Your assignment
Nothing but the lines from the one with "the metal threshold" through the end of the listing below should appear in your reply, each copied exactly.

Material supplied

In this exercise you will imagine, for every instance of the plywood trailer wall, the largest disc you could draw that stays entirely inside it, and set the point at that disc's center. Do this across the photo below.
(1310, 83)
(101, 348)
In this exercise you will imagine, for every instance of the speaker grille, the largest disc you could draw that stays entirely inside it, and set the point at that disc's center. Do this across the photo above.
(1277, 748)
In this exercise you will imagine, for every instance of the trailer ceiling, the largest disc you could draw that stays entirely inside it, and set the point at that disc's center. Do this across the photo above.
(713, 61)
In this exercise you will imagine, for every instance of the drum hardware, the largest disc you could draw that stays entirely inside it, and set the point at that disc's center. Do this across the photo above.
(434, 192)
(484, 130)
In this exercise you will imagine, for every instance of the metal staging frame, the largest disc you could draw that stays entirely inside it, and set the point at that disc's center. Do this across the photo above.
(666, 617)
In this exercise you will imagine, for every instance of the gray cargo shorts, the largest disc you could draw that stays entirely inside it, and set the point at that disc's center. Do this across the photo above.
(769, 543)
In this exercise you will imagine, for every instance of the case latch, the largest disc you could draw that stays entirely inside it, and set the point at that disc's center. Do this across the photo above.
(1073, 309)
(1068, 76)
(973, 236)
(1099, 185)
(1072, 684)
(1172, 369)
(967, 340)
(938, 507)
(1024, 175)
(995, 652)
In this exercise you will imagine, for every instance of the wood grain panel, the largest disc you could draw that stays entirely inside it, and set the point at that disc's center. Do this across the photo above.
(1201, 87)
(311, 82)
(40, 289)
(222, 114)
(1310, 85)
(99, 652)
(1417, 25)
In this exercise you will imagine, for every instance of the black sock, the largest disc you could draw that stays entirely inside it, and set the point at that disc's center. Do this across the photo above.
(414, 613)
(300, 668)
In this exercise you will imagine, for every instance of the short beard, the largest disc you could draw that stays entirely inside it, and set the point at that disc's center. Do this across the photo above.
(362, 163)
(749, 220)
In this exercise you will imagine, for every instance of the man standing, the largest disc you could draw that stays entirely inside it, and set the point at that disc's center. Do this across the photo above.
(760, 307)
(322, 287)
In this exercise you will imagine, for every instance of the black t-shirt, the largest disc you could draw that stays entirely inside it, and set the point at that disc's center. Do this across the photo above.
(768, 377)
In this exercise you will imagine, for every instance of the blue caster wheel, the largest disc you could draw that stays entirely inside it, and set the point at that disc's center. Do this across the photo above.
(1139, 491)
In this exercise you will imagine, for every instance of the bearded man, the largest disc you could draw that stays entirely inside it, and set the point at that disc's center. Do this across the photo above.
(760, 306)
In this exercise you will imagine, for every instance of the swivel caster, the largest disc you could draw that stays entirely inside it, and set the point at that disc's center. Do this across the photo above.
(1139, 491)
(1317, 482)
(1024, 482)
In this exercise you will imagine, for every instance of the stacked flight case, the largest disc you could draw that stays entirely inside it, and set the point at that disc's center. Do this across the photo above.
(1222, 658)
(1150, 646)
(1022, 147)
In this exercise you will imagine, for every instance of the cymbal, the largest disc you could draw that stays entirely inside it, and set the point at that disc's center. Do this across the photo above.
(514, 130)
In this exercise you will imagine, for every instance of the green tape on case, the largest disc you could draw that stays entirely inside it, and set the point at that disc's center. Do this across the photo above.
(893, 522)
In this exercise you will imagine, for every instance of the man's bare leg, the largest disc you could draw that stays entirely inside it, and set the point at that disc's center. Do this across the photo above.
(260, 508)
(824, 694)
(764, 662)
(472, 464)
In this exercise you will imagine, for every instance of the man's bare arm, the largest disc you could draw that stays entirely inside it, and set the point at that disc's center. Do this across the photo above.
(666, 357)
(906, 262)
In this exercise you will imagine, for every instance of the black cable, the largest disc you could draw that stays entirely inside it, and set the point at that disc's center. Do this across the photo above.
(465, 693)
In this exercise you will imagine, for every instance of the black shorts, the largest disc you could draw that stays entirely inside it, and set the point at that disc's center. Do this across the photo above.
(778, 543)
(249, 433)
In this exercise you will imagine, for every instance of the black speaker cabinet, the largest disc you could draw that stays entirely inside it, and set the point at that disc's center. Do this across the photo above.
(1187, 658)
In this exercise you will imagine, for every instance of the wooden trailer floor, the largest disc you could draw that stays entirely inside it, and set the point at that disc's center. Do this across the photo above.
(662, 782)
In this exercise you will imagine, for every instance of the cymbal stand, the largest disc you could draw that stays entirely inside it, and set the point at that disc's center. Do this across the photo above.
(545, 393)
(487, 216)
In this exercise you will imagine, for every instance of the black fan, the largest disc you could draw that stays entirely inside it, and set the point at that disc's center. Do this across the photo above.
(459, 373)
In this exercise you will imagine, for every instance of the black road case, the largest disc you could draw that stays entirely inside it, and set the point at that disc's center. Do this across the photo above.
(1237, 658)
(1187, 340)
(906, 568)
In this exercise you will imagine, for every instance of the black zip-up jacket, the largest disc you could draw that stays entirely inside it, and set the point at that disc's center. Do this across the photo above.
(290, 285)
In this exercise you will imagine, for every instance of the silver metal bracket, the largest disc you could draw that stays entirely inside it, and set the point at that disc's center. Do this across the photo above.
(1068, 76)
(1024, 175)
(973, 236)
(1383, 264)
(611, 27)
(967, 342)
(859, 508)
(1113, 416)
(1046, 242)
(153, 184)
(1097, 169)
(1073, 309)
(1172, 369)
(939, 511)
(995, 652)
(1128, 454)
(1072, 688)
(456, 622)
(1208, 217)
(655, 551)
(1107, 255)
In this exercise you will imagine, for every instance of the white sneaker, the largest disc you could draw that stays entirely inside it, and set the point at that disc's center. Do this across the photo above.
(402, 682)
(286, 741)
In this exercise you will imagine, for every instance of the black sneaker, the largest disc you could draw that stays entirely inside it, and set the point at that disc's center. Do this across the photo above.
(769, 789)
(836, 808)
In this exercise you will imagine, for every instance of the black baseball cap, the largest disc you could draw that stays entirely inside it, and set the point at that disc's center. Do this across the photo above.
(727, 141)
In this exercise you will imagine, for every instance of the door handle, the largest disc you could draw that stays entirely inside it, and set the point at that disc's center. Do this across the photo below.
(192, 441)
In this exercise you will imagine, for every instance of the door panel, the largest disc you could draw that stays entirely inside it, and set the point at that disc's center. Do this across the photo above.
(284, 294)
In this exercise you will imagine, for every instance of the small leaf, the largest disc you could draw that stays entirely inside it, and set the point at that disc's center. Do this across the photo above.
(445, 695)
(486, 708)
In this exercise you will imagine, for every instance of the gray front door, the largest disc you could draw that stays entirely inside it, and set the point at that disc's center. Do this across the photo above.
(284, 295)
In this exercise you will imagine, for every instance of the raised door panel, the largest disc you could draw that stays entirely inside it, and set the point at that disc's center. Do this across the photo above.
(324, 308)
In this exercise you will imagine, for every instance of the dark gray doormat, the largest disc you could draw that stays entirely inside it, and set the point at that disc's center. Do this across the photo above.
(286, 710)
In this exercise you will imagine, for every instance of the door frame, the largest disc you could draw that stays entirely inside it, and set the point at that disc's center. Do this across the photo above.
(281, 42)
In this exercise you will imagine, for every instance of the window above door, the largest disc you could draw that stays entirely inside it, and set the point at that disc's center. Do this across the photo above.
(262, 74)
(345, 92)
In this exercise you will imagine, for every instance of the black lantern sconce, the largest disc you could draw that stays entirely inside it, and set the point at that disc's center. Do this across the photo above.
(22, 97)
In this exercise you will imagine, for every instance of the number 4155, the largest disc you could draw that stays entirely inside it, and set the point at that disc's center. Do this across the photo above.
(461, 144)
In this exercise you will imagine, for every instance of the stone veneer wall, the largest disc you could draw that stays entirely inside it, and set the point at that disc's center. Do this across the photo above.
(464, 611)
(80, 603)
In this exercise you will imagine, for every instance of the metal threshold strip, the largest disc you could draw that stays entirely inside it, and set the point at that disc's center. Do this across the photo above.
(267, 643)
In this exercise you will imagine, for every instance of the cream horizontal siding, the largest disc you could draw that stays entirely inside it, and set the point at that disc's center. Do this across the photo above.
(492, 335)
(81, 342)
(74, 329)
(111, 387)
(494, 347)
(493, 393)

Exercise response
In this exercise you will imagine, for every instance of the metal threshold strip, the largest disc you could draw that stays entirely inside it, and set the point at that disc's center. Do this across the photo above.
(267, 643)
In this exercise you will imagine, for every instance of the cream horizontal siding, the largest disc you could draw that stays entirely inside it, and set the point at that disc's center. Do this across the photo above.
(492, 335)
(81, 342)
(74, 329)
(111, 387)
(494, 347)
(493, 393)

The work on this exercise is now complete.